→ **Excerpt**
‘Lice under control’ Mowi tells wild sector


SCOTLAND’S leading salmon farmer, Mowi, has ‘full control’ of sea lice on its farms, the company’s farming operations director, Gideon Pringle, told wild fisheries managers today.
Speaking at the annual Fisheries Management Scotland conference in Edinburgh, Pringle explained how a change in strategy, a new team, new thinking, new methods and new resources had reduced parasite levels to a record low in the west of Scotland.
‘As an industry, there is a reason for us to say we can get our house in order, and it is in order, at a rapid pace now, because we have very new methodologies that all work very, very well,’ he said.
The conference, whose audience was principally from the wild salmon sector, was looking at pressures on wild salmon stocks, which are now showing up to 99 per cent mortality rates at sea.
Sea lice from salmon farms have long been blamed as one of the main reasons for this decline, although scientific evidence to back up the claim is lacking.
Pringle said his company accepted there is an ‘unquantified hazard to wild fish, particularly in poorly flushed sea lochs, when levels of farm derived lice are not well managed’.

→ **Complete the following**
a. In the article on Mowi and sea lice, in which city was the annual Fisheries Management Scotland conference held?
b. List every change that, according to Pringle in the article on Mowi and sea lice, reduced parasite levels to a record low in the west of Scotland.
c. For each statement, say whether it agrees with the article on Mowi and sea lice, and quote the words that decide it. (i) Gideon Pringle is Mowi's farming operations director. (ii) The conference audience came mainly from the salmon farming sector. (iii) Scientific evidence confirms that sea lice from salmon farms are a main cause of the decline in wild salmon.

→ **Data block**
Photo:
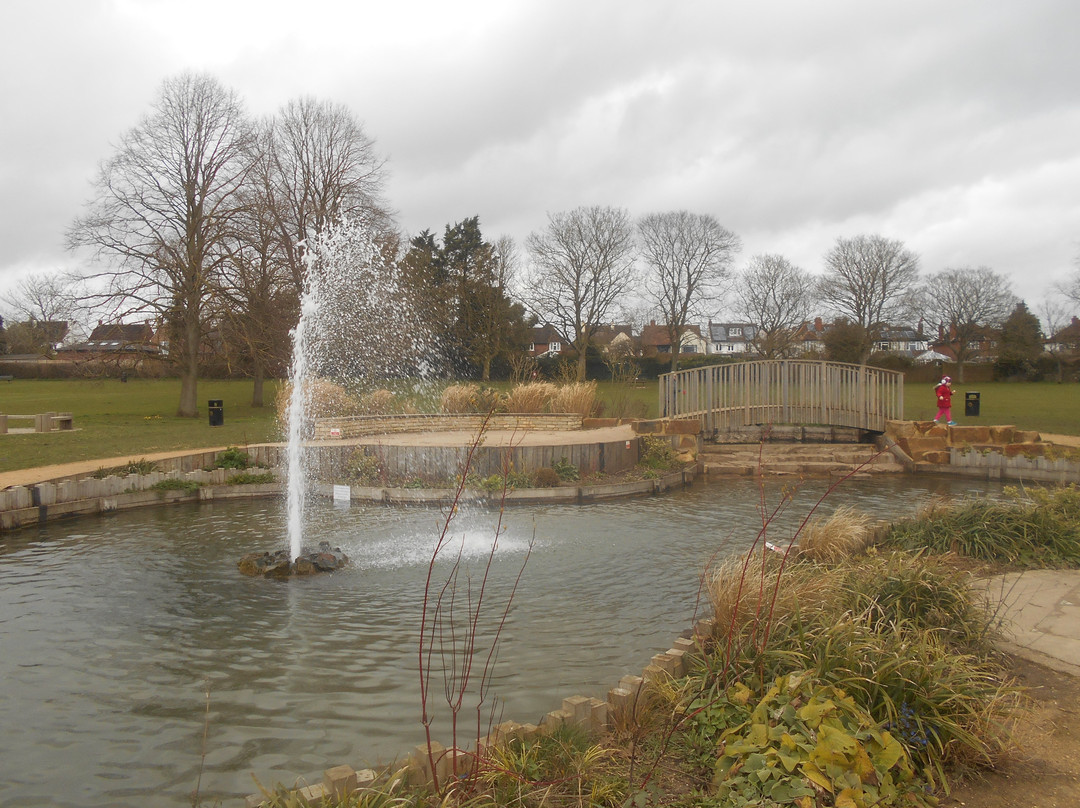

→ **Responses in order**
a. Edinburgh

b. a change in strategy, a new team, new thinking, new methods, new resources

c.
(i) Yes: "the company’s farming operations director, Gideon Pringle"
(ii) No: "whose audience was principally from the wild salmon sector"
(iii) No: "although scientific evidence to back up the claim is lacking"